Updated on: 03 June,2015 02:58 PM IST  | 
Agencies |

Online hookup sites may lead to an increase in HIV-infection cases, scientists, including one of Indian-origin, claim

Online hookup sites may increase HIV rates: Study

Washington: Online hookup sites may lead to an increase in HIV-infection cases, scientists, including one of Indian-origin, claim.

The introduction of Craigslist led to an increase in HIV-infection cases of 13.5 per cent in Florida over a four-year period, according to the study conducted at the University of Maryland.


HIV/AIDS
Representational picture

Online hookup sites have made it easier for people to have casual sex - and also easier to transmit sexually transmitted diseases, researchers said.

The new study measured the magnitude of the effect of one platform on HIV-infection rates in one state, and offered a detailed look at the varying effects on subpopulations by race, gender and socio-economic status.

Looking at the period 2002 to 2006, it found that Craigslist led to an additional 1,149 Floridians contracting HIV.

The study "underscores the need for broader communication and dissemination of the risks posed by the type of online matching platforms studied here," said Ritu Agarwal, professor at the university's Robert H Smith School of Business.

It also found that the new HIV cases came disproportionately from one racial-ethnic group, African Americans, who accounted for some 63 per cent of the new cases.

"That is a bit of paradox because research suggests that the African American community is one which uses the Internet the least, even though the gap is narrowing," said Agarwal.

Agarwal and Brad N Greenwood, an assistant professor at Temple University's Fox School of Business focused on whether there was a change in HIV cases in the first full calendar quarter after Craigslist's arrival in a county or city.

For patient data, the researchers drew on a census that included data on some 12 million patients; omitting institutions that had no HIV cases or which were open for only part of the period studied, there were 223 hospitals in the sample.

There was also an increase in new HIV cases among Latinos and Caucasians - although only intermittently statistically significant and not statistically different from each other.

**Dataset:**
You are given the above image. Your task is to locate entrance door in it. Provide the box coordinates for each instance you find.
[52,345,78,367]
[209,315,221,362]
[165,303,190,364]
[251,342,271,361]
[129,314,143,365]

**Your objective:**
Transcribe the full article on online hookup sites and HIV rates. The records are independent material with no connection to the article on online hookup sites and HIV.

**Result of this exercise:**
Updated on: 03 June,2015 02:58 PM IST  | 
Agencies |

Online hookup sites may lead to an increase in HIV-infection cases, scientists, including one of Indian-origin, claim

Online hookup sites may increase HIV rates: Study

Washington: Online hookup sites may lead to an increase in HIV-infection cases, scientists, including one of Indian-origin, claim.

The introduction of Craigslist led to an increase in HIV-infection cases of 13.5 per cent in Florida over a four-year period, according to the study conducted at the University of Maryland.


HIV/AIDS
Representational picture

Online hookup sites have made it easier for people to have casual sex - and also easier to transmit sexually transmitted diseases, researchers said.

The new study measured the magnitude of the effect of one platform on HIV-infection rates in one state, and offered a detailed look at the varying effects on subpopulations by race, gender and socio-economic status.

Looking at the period 2002 to 2006, it found that Craigslist led to an additional 1,149 Floridians contracting HIV.

The study "underscores the need for broader communication and dissemination of the risks posed by the type of online matching platforms studied here," said Ritu Agarwal, professor at the university's Robert H Smith School of Business.

It also found that the new HIV cases came disproportionately from one racial-ethnic group, African Americans, who accounted for some 63 per cent of the new cases.

"That is a bit of paradox because research suggests that the African American community is one which uses the Internet the least, even though the gap is narrowing," said Agarwal.

Agarwal and Brad N Greenwood, an assistant professor at Temple University's Fox School of Business focused on whether there was a change in HIV cases in the first full calendar quarter after Craigslist's arrival in a county or city.

For patient data, the researchers drew on a census that included data on some 12 million patients; omitting institutions that had no HIV cases or which were open for only part of the period studied, there were 223 hospitals in the sample.

There was also an increase in new HIV cases among Latinos and Caucasians - although only intermittently statistically significant and not statistically different from each other.